*GEGEVEN TEKST*:
Belanghebbende is tegen die uitspraken in beroep gekomen bij de rechtbank Gelderland (hierna: de Rechtbank). De Rechtbank heeft het beroep ongegrond verklaard.

1.4.

Belanghebbende heeft tegen de uitspraak van de Rechtbank hoger beroep ingesteld. De Inspecteur heeft een verweerschrift ingediend. Belanghebbende heeft een nader stuk ingediend.

1.5.

Het onderzoek ter zitting heeft plaatsgevonden op 20 april 2023. Aan de zitting hebben deelgenomen: belanghebbende, bijgestaan door [naam1] , en namens de Inspecteur [naam2] en [naam3] .

2 Overwegingen

2.1.

Partijen zijn ter zitting bij wijze van compromis het volgende overeengekomen:

-

het belastbaar inkomen uit werk en woning voor het jaar 2013 wordt met € 108.868 verminderd tot € 20.722;

-

de beschikking belastingrente wordt dienovereenkomstig verminderd;

-

de beschikking revisierente wordt vernietigd;

-

ter uitvoering van de op 18 augustus 1994 tussen [naam4] BV en belanghebbende gesloten stamrechtovereenkomst wordt vanaf 1 januari 2017 tot en met 30 april 2024 bij belanghebbende een stamrechtuitkering van € 1.070 (fl. 2.358) per maand in aanmerking genomen;

-

dit betekent dat bij belanghebbende voor de jaren 2017 tot en met 2023 bij het vaststellen van de respectievelijke (navorderings)aanslagen IB/PVV steeds een stamrechtuitkering van € 12.840 in aanmerking wordt genomen en voor het jaar 2024 van € 4.280;

-

de Inspecteur zal geen boete opleggen voor het niet opnemen van de al vervallen termijnen aan stamrechtuitkering in de tot nu toe ingediende aangiften IB/PVV;

-

belanghebbende komt niet in bezwaar tegen de aanslagen IB/PVV 2017 tot en met 2024 met – formele dan wel materiële – gronden tegen de belastingheffing over de hiervoor voor die jaren vermelde bedragen aan stamrechtuitkering;

-

ten aanzien van de proceskosten en het griffierecht draagt iedere partij zijn eigen kosten.

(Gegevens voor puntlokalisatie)
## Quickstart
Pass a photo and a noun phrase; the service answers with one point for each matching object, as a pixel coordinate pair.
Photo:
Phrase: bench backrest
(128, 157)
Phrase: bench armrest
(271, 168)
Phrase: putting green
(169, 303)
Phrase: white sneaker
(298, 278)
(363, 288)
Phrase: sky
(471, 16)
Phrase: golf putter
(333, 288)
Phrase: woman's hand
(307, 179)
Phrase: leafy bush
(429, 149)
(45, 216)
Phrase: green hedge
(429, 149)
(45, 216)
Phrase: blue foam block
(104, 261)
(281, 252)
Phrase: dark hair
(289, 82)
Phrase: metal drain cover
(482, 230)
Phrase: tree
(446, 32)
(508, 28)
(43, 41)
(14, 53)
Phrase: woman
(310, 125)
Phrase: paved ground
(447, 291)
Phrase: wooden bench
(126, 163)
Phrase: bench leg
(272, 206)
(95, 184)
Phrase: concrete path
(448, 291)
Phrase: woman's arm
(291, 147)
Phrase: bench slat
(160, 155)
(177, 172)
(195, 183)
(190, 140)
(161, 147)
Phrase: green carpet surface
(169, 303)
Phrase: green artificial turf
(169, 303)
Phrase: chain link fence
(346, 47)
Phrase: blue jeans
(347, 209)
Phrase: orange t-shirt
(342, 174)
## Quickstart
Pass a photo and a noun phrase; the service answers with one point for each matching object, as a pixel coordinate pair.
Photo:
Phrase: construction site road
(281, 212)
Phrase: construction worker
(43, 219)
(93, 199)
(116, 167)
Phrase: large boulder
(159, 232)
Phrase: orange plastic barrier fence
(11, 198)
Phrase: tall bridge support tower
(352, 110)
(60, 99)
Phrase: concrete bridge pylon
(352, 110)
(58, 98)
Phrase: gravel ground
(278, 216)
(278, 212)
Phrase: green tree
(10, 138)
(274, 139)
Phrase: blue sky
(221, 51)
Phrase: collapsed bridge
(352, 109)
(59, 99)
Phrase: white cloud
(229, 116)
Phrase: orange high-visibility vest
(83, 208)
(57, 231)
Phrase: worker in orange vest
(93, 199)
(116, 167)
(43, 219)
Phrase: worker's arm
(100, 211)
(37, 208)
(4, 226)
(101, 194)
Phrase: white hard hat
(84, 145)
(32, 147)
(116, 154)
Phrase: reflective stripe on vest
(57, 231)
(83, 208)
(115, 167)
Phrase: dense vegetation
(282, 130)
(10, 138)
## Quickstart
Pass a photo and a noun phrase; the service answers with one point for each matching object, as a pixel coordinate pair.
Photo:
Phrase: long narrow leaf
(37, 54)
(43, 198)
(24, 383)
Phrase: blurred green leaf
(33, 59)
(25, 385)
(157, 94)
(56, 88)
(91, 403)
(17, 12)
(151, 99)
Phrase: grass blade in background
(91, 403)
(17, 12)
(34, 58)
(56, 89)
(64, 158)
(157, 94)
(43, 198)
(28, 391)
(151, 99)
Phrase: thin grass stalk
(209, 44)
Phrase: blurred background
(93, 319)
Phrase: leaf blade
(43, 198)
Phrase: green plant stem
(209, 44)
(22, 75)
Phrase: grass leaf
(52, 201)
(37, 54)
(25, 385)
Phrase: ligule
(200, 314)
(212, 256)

*OPDRACHT*: Herschrijf de gegeven tekst vanaf "Het onderzoek ter" tot en met "en [naam3] ." en zet daarbij "vergezeld" in plaats van "bijgestaan".

*ANTWOORD*:
Het onderzoek ter zitting heeft plaatsgevonden op 20 april 2023. Aan de zitting hebben deelgenomen: belanghebbende, vergezeld door [naam1] , en namens de Inspecteur [naam2] en [naam3] .